- [How to complete this task]: Once you reach the line containing "Target: firewood log", write out that line and every remaining line of the records exactly.

- [Task data]:
== Segment start ==
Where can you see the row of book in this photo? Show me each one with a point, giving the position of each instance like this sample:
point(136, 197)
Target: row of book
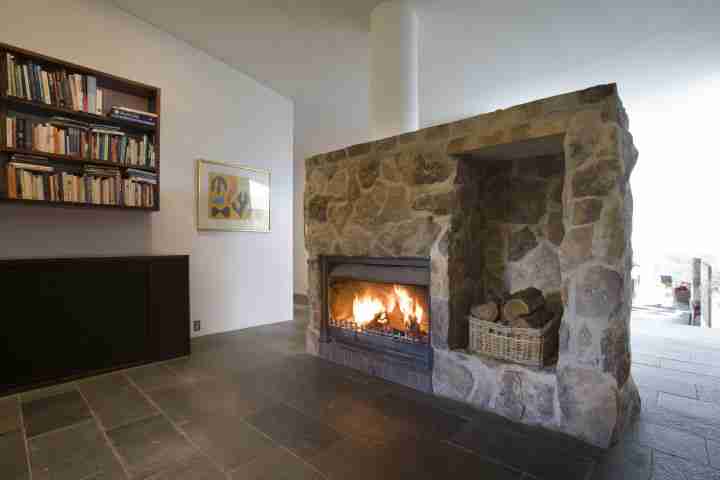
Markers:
point(112, 145)
point(34, 178)
point(68, 137)
point(135, 116)
point(73, 91)
point(59, 135)
point(31, 81)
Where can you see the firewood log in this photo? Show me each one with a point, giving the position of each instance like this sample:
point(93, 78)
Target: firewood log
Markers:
point(487, 311)
point(523, 302)
point(537, 319)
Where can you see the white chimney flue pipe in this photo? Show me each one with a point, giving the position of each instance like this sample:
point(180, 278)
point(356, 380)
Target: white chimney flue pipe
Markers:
point(393, 69)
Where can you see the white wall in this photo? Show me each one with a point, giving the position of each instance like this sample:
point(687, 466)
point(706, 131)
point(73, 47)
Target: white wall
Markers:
point(340, 119)
point(663, 54)
point(476, 57)
point(209, 110)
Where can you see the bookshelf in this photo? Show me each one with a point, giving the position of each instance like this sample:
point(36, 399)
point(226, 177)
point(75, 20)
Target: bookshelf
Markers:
point(75, 137)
== Segment end ==
- [Task output]:
Target: firewood log
Markers:
point(487, 311)
point(523, 302)
point(537, 319)
Where can you see the white chimney flue pipe in this photo? Show me each one with a point, giving the position of each instance like this sample:
point(180, 278)
point(356, 380)
Target: white chimney flue pipe
Markers:
point(393, 69)
Where can you see the white wall in this photo? Show me each one with a point, giving the position of each instance like this sample:
point(687, 466)
point(706, 131)
point(73, 47)
Target: white wall
Markers:
point(340, 119)
point(663, 54)
point(476, 57)
point(209, 110)
Where can you see the bookshelf in this photo? Show me each one with a point, giving the position of each instance like this sample:
point(36, 399)
point(226, 177)
point(75, 20)
Target: bookshelf
Markers:
point(75, 137)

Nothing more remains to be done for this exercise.